For the better part of 20 years, I have been working with kids and therefore been working with parents. From camps to classrooms all over the map, I’ve had the opportunity to interact with all sorts of parents. I would never say that I’ve seen it all, but I have seen a lot. From the extraordinarily high maintenance to the extremely low maintenance and many, many shades in between, working with parents has taught me a lot about the kind of parent I want to be – especially when it comes to advocating for my child.
Many would argue that it is crucial to always speak-up, raise your concerns, make your requests, state your needs… A reader on my last blog post commented,
“When it comes to your kids and someone else being responsible for them, speak your mind…you only have one shot at raising your daughter, so call them up and politely express your concern. Who cares what they think of you anyway, it’s your daughter and you determine what is inappropriate.”
To a large extent I agree. But I do believe that a constant squeaky wheel will get ignored over time and poorly timed, ill-phrased “constructive criticism” can have an even worse effect. Having been on the receiving end of parent grievances, recommendations and requests, I can say with a good amount of assurance that always making your grievances, recommendations and requests known is a surefire way to have your grievances, recommendations or requests discredited. You’ve got to choose your battles and your words wisely.

▶ _Available data_
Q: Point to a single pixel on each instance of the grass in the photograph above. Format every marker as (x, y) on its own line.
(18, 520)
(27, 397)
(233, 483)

▶ _Given instruction 1_
Answer these questions about the parenting text:
(a) For how long has the writer been working with kids?
(b) Where did the reader's comment appear?
(c) According to the writer, what happens to a constant squeaky wheel over time?
▶ _Given instruction 2_
In the parenting text, rewrite the passage from "For the better" up to and including "for my child.", replacing "camps" with "summer programs".

▶ _Full solution 1_
(a) For the better part of 20 years.
(b) On the writer's last blog post.
(c) It gets ignored.

▶ _Full solution 2_
For the better part of 20 years, I have been working with kids and therefore been working with parents. From summer programs to classrooms all over the map, I’ve had the opportunity to interact with all sorts of parents. I would never say that I’ve seen it all, but I have seen a lot. From the extraordinarily high maintenance to the extremely low maintenance and many, many shades in between, working with parents has taught me a lot about the kind of parent I want to be – especially when it comes to advocating for my child.